* Excerpt
=-=-=

When using the PLN, educators must:
- Keep the spirit of collaboration as your driving force, as PLNs are all about working together. Be reciprocal and resourceful.
- Join an online community to share ideas and contact people for direct feedback.
- Join a Meetup group. Meetups are common thread interest groups that meet in the real world and can also extend to social networks.
- Become a beacon of light as PLNs rely on the open sharing of information. It is best to start with a specific interest and then grow into other topics as time goes on. Become an expert in a particular niche by researching current trends and then draw an enormous following on the network via blog.
- Initiate to ask questions, as PLNs are all about learning. Try simple searches on TED talks, Wikis, blogs, or news articles before posting a question.
- Be an active participant since brainpower is the main asset of a PLN. Keeping up to date through regular posts will grow the PLN.
- Remember to be polite and acknowledge contributions to the rightful owner by showing common respect for the people in your network.
- Designate a professional and personal account to keep social life on Facebook and professional life on Twitter, LinkedIn, and Google+.
- Create a landing page to consolidate all of the accounts on a landing page. A webpage or personal blog will make it easier for people to find the PLN and showcase the different projects.
- Engage newbies by including a mix of newbies, peers, and experts to keep with the essence of collaboration.
Furthermore, Clifford (2013) provides some strategies for establishing a productive PLN:
- Use Diigo, Evernote, or Pocket to bookmark links. You can access them anywhere and on any device. For example, Diigo is like creating your library. Diigo is the preferred tool for educators. It allows you to highlight paragraphs, clip pictures while reading, bookmark a page in a “virtual” library or online archive, add tags to search for information later, and share resources in a group.
- Use a reader to subscribe to blogs. Google reader allows you to manage multiple subscriptions to blogs and easier access to new research. You can also use Scribd or Yahoo News Social to share what you read with others publicly.
- Establish a platform by establishing a blog site on WordPress or blogger.com. A blog provides a worldwide stage to share your views on education, spread your passion, and find kindred spirits. The consistent posts can develop lasting connections and plan new projects. Fellow bloggers will appreciate the time you put into creating meaningful materials. Your ideas can then be re-shared as a link.

=-=-=

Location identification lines

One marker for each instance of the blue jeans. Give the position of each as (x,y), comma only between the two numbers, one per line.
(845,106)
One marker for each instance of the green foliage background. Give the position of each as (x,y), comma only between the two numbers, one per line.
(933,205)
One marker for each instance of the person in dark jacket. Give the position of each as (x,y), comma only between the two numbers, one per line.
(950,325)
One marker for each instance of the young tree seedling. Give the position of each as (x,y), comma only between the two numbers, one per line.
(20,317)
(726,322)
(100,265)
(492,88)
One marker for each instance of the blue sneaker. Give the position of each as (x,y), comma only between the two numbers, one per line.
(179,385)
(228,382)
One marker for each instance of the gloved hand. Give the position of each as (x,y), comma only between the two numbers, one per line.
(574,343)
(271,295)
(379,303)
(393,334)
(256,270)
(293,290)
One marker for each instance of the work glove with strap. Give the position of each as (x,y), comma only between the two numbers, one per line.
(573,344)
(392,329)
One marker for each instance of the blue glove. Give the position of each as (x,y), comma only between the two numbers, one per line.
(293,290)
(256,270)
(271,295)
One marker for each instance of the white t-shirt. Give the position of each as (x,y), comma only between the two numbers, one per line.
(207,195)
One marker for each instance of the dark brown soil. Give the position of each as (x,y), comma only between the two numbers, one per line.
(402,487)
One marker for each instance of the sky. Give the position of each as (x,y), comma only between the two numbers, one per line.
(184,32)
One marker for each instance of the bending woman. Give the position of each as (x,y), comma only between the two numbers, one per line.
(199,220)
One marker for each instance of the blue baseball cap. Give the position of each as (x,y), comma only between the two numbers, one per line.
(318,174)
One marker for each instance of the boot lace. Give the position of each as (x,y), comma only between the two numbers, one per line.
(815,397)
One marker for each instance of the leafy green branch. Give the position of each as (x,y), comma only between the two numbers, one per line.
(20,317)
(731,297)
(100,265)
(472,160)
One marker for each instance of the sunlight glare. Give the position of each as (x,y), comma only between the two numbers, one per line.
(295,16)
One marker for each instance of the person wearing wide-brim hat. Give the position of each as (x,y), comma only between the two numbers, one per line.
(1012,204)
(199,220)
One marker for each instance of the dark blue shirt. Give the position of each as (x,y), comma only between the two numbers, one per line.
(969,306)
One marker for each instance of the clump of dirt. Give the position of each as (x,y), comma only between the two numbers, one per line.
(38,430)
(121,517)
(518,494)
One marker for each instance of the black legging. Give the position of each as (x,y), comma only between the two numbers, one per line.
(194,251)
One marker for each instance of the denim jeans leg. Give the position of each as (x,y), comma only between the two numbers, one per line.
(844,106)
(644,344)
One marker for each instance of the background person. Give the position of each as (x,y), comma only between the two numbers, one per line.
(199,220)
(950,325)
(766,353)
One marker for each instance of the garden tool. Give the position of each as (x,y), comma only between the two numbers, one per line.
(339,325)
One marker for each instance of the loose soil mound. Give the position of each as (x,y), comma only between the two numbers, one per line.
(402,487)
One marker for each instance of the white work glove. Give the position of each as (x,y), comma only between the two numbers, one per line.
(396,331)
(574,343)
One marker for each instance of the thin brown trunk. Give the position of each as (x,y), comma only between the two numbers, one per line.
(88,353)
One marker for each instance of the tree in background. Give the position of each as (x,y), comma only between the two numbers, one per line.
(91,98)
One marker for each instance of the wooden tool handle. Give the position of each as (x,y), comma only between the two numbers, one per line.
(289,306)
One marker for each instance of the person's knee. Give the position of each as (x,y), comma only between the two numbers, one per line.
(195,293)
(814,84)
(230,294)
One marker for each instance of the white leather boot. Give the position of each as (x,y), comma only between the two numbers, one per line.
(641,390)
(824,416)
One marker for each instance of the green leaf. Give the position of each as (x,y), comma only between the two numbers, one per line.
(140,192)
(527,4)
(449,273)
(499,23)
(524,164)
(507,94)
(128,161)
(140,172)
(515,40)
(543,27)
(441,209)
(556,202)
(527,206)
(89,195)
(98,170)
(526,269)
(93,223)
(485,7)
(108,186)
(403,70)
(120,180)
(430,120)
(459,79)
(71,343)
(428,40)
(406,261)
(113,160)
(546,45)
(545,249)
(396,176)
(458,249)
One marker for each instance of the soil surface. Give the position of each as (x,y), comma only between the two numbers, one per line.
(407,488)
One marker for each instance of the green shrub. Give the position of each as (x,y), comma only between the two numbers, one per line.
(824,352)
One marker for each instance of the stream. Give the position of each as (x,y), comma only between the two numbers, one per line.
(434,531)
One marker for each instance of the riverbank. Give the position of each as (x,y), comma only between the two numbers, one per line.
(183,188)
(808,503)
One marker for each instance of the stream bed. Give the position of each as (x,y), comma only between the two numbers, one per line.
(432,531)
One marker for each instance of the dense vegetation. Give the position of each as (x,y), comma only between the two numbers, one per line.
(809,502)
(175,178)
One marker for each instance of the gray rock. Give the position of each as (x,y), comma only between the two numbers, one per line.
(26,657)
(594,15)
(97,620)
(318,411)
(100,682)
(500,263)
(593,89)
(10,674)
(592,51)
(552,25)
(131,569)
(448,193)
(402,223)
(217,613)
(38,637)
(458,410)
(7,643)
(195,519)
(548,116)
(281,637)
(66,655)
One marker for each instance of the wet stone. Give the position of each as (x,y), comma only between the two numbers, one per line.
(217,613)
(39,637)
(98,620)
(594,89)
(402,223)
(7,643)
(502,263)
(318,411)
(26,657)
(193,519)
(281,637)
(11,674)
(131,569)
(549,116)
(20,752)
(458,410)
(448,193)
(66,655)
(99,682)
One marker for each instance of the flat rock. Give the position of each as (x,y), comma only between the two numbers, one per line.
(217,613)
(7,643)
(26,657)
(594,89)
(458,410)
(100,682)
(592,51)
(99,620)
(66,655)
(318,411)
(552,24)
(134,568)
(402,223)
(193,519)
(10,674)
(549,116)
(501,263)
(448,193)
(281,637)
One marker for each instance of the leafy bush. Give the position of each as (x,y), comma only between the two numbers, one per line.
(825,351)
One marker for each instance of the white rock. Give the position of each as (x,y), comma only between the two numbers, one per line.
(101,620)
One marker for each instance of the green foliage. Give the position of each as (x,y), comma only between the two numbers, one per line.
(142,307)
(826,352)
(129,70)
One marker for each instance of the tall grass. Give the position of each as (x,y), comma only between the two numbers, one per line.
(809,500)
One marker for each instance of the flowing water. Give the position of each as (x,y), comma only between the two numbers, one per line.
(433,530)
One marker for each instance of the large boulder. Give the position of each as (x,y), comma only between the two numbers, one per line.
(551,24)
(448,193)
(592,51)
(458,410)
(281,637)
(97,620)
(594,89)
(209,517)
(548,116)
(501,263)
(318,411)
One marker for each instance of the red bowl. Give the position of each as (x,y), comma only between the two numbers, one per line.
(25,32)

=-=-=

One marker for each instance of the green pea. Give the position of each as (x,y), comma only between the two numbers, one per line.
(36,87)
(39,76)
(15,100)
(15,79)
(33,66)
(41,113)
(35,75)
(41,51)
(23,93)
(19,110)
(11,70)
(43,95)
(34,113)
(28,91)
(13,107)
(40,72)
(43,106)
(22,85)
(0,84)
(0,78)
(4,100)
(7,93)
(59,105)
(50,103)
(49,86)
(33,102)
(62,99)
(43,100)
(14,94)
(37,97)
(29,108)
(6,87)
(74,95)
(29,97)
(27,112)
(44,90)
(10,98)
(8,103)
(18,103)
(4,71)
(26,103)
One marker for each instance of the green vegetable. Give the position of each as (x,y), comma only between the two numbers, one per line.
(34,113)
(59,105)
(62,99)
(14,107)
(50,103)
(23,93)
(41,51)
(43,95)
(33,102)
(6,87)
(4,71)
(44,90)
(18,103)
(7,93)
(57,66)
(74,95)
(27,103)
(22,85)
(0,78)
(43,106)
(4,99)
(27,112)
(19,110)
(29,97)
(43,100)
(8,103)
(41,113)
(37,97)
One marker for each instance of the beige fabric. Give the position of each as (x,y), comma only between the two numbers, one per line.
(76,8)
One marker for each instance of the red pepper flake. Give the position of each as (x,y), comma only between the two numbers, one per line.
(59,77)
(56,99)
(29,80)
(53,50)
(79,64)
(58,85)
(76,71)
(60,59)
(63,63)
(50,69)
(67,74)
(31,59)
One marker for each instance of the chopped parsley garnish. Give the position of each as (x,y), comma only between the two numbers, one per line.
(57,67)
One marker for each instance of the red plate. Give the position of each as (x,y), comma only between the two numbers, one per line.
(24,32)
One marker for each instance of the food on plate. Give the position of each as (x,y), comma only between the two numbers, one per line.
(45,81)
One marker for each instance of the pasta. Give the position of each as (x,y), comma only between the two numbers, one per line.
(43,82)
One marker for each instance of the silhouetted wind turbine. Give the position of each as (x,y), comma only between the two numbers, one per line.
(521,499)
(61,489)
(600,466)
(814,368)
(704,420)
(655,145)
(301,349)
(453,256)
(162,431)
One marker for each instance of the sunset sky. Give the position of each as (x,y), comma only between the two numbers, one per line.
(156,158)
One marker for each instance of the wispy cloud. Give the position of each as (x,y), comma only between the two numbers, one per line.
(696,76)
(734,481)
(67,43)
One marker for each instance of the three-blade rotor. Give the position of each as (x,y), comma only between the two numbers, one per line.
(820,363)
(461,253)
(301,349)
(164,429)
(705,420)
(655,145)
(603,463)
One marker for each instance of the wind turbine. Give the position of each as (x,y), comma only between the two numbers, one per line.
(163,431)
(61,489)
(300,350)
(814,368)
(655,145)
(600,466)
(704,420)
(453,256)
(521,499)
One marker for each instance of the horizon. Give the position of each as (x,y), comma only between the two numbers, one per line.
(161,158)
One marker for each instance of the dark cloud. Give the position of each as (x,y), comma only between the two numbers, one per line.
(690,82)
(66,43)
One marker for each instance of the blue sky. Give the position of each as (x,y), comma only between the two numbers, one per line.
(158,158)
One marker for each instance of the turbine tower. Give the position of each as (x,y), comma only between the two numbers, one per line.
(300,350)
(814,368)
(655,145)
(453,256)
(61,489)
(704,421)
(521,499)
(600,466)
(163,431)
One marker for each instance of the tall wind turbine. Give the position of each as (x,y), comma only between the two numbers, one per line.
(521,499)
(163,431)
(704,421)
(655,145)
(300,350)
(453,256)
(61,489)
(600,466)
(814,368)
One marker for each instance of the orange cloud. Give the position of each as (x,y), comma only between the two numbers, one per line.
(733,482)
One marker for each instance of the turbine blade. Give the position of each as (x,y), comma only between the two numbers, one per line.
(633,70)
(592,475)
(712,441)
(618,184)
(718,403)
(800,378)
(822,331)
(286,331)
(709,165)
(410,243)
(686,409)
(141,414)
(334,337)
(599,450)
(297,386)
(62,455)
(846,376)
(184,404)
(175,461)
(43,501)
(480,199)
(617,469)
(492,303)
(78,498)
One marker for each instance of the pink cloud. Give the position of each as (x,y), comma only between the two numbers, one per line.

=-=-=

* Tasks for this exercise
[1] From the PLN text, list the social networks named for keeping personal and professional accounts apart.
[2] Write the next part of the PLN text, picking up right after its point about setting up a blog platform.

* Outputs in order
[1] Facebook, Twitter, LinkedIn, Google+

[2]
- Share on Twitter first. Twitter reigns king, for now. Anything can change with technology, but Twitter is the most commonly used tool among academics for expanding PLNs. LinkedIn, Facebook, and Google+ also provide access to different networks. Later, you can use other means to develop further and manage your networks, such as Skype and Google tools. Many new platforms are emerging, so stay current by reading tech or social media news on a site such as Mashable.
- Consider your role as a searcher, assembler, designer of data, innovator of subject matter, and researcher. Consider your learning style when designing a specific approach to your PLN:
- Activist-Learning by doing, such as writing a blog.
- Reflector-Learn by reviewing situations, such as posting opinions to articles.
- Theorist-Prefer to learn by researching information and data, such as creating a model.
- Pragmatist-Apply is learning to real problems by creating a project that uses PLNs in the classroom.
- Aggregate resources together. There is an excellent chart of resources for mapping out your PLN plan on this blog.
- Take a free course to learn about PLNs. MOOCs are Massive Online Open Courses that are free to the public. For instance, this course, complete with handouts, shows you how to establish a PLN. You learn actively by taking small steps to create your PLN, such as creating a blog, Twitter account, and content.
- Stay current with new tools. Many specific tools on different applications allow you to customize and organize your PLN to fit your needs. Chrome and Windows 8 have several free applications that are worth trying.
- Simplify logins. You can speed up the login process by installing a Password management application.
- Establish a classroom learning network. Share your expertise with other educators on a website or blog. Create a class website or teach students how to create their PLN. For instance, they might use Google scholar to research a paper or share ideas on Google Hangouts.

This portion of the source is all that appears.